» WORK INSTRUCTIONS
• a. Reproduce the passage of the text on private-pay housing options word for word, from "Nova Scotia Private Facilities - Northern" up to and including "and other residents.".
• b. From the text on private-pay housing options, list every Nova Scotia region that has its own list of private facilities.

» TEXT UNDER STUDY
□ □ □ □ □

Private-Pay Housing Options

A private Assisted, Supportive, and Independent Living facility is a self-contained home. Even though no two are the same, your loved one would have a door that locks, and their space may be a one-bedroom or studio with a bathroom, living room, space for a small dining table, and kitchenette. They can be similar to Residential Care Facilities but are privately run and offer a range of supervision or care.  

Residents might have meals in their own room or share meals in a common dining area.  Activities and entertainment are scheduled regularly to encourage socialization and increase the quality of life for residents.  Some facilities offer a shuttle service for medical appointments, lunch out, or shopping.

Assisted, Supportive, and Independent Living can offer a range of services. For instance, help with personal care, housekeeping, laundry, medication management, and some nursing care. In some facilities, residents need to be able to bathe and dress on their own.

Some facilities offer fee-for-service individual care through an enriched care program. This could include help with bathing, dressing or increased nursing care. This is similar to what is offered in a nursing home or through government-funded home care or a privately paid home care provider.

Assisted Living offers a good balance of private and shared living space and services that can be purchased. For people who can afford this option, it can reduce the stress on both the loved one and the caregiver. It might be good for someone looking to downsize, who would benefit from living in a social community, and who may need some level of support each day.

Many people are surprised to find that assisted living can be affordable when compared to the cost of owning and maintaining their own home (heating, yard work, snow removal, insurance, property taxes, etc.).

This might be a good first step on the continuum of care. It will help your loved one get used to group meals and group activities. It can also introduce support workers in a more manageable way. Once your loved one is settled in, you will probably find there is less demand on your time, especially if they’re happy with their new surroundings. You might also find you don’t have to worry about your loved one being alone.

To find private facilities in your area, click the links below. These lists will help you identify some facilities in your area. Caregivers Nova Scotia will continue to add information to these lists as we get it, and ensure the information is as up-to-date as possible. Please note: There are no standardized definitions of assisted, supportive, or independent living, or full nursing care. We recommend you contact the facility directly to confirm the level(s) and type(s) of services provided.

Nova Scotia Private Facilities - Capital Region

Nova Scotia Private Facilities - Cape Breton Region

Nova Scotia Private Facilities - Northern and Eastern Mainland Region  

Nova Scotia Private Facilities - Western Region  

Nova Scotia Private Facilities - Valley Region  

Caregiver Tips

Make sure you read through our Is It Time for a Move? page.  

Consider bringing along a family member or friend when you visit for a tour. This will help you get a good sense of the facility. It’s always helpful to have an extra set of eyes to pick up on things you might miss. You could arrange to stay for a meal or maybe your loved one could stay for a few days to see if they’re comfortable with the atmosphere, staff, and other residents.

When deciding on a private care facility, consider all the options. You want the facility to be the kind of place your loved one will be comfortable and where their social and recreational needs are met. Any facility you consider should be willing to provide you with a tour and to answer all your questions. Make sure to bring along the checklist of 28 questions we shared in the Long Term Care section of our website.

□ □ □ □ □

» DATASET EXTRACT
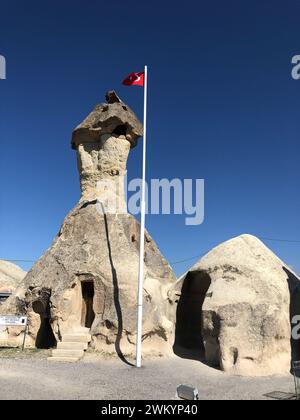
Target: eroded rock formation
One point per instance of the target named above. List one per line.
(235, 307)
(10, 276)
(88, 277)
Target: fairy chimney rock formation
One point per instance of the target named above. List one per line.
(103, 141)
(88, 277)
(236, 306)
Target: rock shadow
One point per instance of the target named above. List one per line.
(116, 294)
(294, 288)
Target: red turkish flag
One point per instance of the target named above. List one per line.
(134, 79)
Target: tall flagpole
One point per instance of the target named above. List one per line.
(142, 236)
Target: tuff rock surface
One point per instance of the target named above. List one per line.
(98, 244)
(236, 305)
(10, 276)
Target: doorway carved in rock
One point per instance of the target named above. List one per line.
(87, 311)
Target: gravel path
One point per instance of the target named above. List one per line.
(94, 378)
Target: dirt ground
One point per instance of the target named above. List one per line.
(30, 376)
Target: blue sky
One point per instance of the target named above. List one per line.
(222, 106)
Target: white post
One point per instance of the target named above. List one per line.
(142, 237)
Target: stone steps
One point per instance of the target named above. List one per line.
(63, 359)
(72, 346)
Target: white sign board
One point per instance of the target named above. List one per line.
(13, 320)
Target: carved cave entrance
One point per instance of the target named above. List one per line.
(45, 338)
(188, 333)
(87, 311)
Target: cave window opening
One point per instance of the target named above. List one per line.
(189, 328)
(120, 130)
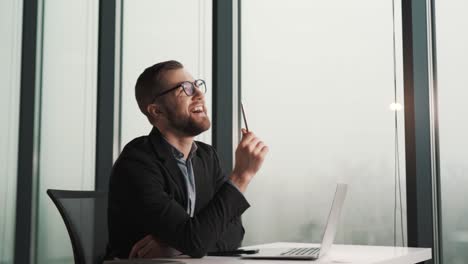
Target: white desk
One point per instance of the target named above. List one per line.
(339, 254)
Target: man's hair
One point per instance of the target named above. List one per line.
(151, 82)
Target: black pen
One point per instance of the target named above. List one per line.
(245, 119)
(236, 252)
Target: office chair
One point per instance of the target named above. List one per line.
(85, 216)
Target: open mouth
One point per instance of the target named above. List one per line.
(198, 110)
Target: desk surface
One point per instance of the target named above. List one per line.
(339, 254)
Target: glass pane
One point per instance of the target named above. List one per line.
(452, 65)
(147, 39)
(10, 68)
(67, 115)
(317, 82)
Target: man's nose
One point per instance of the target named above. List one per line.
(198, 93)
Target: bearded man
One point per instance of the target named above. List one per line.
(168, 194)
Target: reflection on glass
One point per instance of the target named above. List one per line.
(68, 116)
(452, 65)
(10, 66)
(147, 39)
(317, 82)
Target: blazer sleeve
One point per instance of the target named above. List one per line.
(166, 219)
(232, 237)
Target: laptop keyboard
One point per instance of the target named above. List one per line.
(301, 252)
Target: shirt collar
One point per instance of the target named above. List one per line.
(178, 154)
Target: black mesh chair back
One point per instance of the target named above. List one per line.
(85, 216)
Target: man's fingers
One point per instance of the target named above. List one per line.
(258, 147)
(246, 137)
(253, 144)
(140, 244)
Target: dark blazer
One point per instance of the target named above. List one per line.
(147, 195)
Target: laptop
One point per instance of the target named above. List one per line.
(310, 253)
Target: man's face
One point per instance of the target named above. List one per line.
(186, 115)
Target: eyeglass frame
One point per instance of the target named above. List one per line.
(181, 85)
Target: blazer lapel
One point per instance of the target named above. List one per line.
(164, 153)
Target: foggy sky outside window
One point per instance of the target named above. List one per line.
(452, 67)
(10, 67)
(147, 39)
(317, 82)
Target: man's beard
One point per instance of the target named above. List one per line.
(187, 125)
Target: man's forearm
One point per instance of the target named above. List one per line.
(232, 238)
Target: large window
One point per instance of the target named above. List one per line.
(156, 31)
(68, 86)
(317, 80)
(452, 67)
(10, 66)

□ □ □ □ □

» SOLUTIONS PER TASK
• a.
Nova Scotia Private Facilities - Northern and Eastern Mainland Region  

Nova Scotia Private Facilities - Western Region  

Nova Scotia Private Facilities - Valley Region  

Caregiver Tips

Make sure you read through our Is It Time for a Move? page.  

Consider bringing along a family member or friend when you visit for a tour. This will help you get a good sense of the facility. It’s always helpful to have an extra set of eyes to pick up on things you might miss. You could arrange to stay for a meal or maybe your loved one could stay for a few days to see if they’re comfortable with the atmosphere, staff, and other residents.

• b.
Capital Region
Cape Breton Region
Northern and Eastern Mainland Region
Western Region
Valley Region